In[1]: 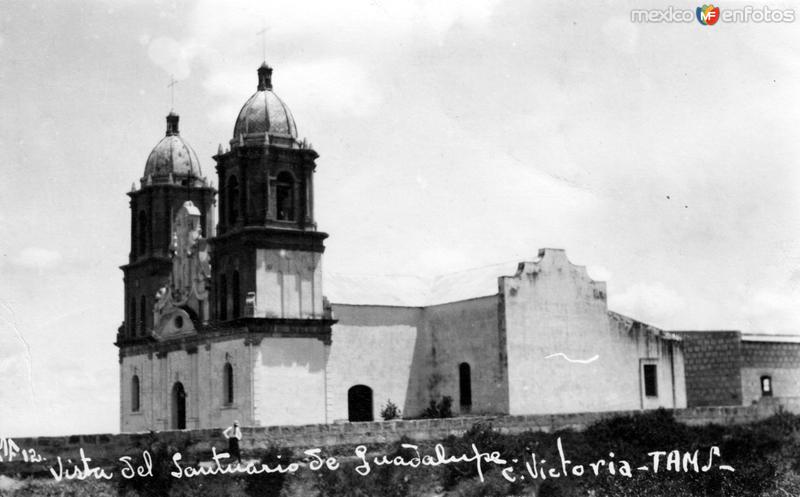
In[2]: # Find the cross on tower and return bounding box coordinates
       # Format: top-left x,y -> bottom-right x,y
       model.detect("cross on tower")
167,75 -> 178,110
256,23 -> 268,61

--------

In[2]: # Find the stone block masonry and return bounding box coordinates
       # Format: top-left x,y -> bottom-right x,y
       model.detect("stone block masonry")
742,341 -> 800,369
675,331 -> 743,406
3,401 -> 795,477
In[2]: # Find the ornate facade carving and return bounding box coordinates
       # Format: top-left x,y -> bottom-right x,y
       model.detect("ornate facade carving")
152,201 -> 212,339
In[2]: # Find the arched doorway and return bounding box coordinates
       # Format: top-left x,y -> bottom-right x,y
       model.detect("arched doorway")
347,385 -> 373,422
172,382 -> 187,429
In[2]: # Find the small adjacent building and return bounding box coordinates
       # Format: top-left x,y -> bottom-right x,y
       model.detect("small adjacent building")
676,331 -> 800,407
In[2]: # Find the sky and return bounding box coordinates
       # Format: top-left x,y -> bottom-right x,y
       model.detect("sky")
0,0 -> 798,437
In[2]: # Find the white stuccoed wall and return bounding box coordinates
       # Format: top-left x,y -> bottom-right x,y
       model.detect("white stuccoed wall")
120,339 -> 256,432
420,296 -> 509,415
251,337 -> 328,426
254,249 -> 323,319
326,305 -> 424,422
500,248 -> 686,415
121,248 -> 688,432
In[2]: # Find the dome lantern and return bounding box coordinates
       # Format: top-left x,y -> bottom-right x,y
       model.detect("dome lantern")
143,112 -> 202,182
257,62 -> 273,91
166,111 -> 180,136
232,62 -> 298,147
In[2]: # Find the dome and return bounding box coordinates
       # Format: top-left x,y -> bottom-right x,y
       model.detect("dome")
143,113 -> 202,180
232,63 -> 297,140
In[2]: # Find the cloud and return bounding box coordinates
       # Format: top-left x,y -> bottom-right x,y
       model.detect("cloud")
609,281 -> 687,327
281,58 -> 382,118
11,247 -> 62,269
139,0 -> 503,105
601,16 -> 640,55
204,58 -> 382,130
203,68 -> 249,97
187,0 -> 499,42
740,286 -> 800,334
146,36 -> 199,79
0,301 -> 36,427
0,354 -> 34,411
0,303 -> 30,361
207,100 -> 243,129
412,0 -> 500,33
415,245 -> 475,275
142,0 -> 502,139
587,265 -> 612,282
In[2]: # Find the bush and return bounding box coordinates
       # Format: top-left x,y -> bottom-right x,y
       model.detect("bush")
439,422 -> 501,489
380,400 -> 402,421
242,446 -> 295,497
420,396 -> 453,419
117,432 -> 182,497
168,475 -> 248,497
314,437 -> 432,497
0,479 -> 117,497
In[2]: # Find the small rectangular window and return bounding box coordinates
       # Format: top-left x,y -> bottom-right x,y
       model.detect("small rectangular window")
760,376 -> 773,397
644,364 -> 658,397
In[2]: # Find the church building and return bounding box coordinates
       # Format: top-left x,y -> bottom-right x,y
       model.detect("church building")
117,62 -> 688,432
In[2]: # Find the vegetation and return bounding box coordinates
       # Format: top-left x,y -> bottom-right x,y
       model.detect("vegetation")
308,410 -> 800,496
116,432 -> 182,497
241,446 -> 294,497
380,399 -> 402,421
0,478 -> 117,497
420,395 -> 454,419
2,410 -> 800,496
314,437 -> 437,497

--------

Write out, from the lines above, only those from the line with "In[2]: # Find the ornate" to the line with "In[2]: # Find the arched", exactly as given, including the first and the last.

» **Task response**:
In[2]: # Find the ornate facade carving and return bounding box coordinates
       # Format: top-left x,y -> bottom-right x,y
       model.detect("ornate facade carving")
152,201 -> 212,339
In[2]: # Find the arched doorway and return bounding box coordinates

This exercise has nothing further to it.